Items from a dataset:
------------------------------------------------
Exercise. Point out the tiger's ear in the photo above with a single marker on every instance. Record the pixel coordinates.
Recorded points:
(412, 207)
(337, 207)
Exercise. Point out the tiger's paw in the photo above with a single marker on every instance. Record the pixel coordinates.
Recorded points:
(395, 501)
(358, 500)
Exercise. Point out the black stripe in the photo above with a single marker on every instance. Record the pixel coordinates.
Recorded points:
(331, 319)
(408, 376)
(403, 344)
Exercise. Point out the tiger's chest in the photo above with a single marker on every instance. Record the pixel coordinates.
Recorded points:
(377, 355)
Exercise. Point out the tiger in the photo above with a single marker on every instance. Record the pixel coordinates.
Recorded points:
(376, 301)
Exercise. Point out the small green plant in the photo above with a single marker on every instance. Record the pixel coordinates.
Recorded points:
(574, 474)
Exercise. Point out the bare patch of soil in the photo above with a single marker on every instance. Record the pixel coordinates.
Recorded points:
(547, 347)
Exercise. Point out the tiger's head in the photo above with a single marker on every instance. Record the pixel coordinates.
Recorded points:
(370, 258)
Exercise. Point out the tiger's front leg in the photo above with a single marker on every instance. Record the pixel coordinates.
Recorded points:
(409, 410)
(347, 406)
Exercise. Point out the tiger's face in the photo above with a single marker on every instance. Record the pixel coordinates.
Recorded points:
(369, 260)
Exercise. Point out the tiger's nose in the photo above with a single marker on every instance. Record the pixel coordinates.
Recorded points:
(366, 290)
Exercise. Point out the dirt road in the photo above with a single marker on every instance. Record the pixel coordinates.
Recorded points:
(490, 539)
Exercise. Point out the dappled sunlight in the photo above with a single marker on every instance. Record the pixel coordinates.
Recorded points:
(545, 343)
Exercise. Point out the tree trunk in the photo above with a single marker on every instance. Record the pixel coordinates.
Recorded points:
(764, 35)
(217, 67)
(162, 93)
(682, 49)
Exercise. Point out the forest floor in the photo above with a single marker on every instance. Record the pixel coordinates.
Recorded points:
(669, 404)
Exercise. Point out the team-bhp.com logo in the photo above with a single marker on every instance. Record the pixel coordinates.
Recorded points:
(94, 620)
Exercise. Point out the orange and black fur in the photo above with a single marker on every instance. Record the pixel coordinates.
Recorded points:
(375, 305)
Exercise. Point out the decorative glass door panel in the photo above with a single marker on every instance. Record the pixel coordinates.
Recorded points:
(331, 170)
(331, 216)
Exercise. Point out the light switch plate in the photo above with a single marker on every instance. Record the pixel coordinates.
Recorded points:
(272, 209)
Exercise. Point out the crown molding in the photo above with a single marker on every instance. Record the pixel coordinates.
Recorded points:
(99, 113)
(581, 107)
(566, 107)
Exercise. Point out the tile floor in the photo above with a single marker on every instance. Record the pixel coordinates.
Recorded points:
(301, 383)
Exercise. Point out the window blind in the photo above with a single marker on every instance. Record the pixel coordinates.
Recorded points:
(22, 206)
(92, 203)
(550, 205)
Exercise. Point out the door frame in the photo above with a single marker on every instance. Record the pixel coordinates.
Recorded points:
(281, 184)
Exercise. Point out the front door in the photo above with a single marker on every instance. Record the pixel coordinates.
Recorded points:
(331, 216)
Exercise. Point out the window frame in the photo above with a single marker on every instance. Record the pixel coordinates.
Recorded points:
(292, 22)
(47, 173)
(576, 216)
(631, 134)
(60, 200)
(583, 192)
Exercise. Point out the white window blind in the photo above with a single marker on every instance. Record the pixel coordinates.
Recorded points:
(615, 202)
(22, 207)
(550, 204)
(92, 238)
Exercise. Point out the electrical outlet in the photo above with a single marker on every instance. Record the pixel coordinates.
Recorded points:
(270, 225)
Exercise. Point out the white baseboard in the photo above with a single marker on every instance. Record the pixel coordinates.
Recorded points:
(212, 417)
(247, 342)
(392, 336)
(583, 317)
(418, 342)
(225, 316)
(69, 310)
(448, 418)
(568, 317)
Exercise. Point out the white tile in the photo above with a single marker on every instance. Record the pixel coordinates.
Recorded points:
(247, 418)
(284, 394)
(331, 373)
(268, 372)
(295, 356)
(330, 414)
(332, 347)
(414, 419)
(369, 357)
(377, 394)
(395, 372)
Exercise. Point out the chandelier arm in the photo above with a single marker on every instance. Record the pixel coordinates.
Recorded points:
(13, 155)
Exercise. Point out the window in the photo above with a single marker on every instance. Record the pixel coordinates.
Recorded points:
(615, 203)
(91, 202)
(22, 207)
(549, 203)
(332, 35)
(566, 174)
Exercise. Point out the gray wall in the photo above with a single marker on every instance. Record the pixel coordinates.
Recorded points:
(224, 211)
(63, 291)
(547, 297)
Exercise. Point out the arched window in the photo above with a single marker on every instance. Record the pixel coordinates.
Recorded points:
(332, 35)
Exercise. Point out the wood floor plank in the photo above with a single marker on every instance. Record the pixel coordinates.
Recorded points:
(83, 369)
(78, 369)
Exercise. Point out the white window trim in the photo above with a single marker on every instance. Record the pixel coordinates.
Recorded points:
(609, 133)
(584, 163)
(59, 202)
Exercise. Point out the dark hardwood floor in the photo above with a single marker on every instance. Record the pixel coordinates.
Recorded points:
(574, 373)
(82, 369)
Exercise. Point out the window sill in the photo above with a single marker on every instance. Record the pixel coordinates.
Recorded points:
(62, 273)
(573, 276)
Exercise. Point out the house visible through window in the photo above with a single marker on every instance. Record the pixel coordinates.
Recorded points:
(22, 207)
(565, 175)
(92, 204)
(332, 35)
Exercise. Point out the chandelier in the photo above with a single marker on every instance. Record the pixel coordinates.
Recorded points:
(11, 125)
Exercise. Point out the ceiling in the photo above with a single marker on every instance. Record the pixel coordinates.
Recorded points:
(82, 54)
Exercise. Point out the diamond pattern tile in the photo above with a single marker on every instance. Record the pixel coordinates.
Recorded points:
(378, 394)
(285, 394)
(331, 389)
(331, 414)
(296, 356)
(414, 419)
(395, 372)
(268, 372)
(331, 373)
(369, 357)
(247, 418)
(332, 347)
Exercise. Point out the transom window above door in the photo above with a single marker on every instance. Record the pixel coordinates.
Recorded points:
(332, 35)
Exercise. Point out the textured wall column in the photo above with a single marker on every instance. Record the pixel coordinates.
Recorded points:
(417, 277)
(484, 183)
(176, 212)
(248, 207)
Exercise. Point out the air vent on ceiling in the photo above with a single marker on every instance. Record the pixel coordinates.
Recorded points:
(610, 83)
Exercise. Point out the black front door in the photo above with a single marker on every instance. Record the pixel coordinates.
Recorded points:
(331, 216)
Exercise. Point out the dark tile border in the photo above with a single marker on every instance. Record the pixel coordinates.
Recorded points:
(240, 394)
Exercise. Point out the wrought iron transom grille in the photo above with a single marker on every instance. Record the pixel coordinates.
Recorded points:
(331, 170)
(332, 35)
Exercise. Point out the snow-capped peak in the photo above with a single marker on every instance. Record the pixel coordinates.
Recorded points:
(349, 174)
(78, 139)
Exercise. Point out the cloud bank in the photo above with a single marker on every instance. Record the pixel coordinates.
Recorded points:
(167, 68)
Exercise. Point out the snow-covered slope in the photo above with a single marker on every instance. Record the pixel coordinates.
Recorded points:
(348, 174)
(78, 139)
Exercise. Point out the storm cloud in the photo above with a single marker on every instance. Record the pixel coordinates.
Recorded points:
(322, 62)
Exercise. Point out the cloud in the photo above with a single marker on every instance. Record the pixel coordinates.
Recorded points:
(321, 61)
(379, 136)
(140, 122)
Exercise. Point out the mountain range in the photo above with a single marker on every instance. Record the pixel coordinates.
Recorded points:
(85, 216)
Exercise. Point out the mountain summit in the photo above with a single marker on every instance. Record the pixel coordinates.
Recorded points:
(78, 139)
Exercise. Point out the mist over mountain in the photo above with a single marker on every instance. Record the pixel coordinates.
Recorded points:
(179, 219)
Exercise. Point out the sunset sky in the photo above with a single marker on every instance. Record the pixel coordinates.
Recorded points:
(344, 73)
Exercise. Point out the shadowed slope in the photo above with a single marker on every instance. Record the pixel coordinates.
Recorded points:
------------------------------------------------
__Exercise description__:
Each line of the records that contains the string "cloud" must be copied.

__Written solution__:
Exercise. Point out the cloud bank in the photo above with a single marker on every instance. Record the pixel coordinates.
Exercise. Point out the storm cloud in the photo above with a single marker on every instance. Record the pixel coordinates.
Exercise. Point out the cloud in the photo above with a single marker on every instance. Record the pixel coordinates.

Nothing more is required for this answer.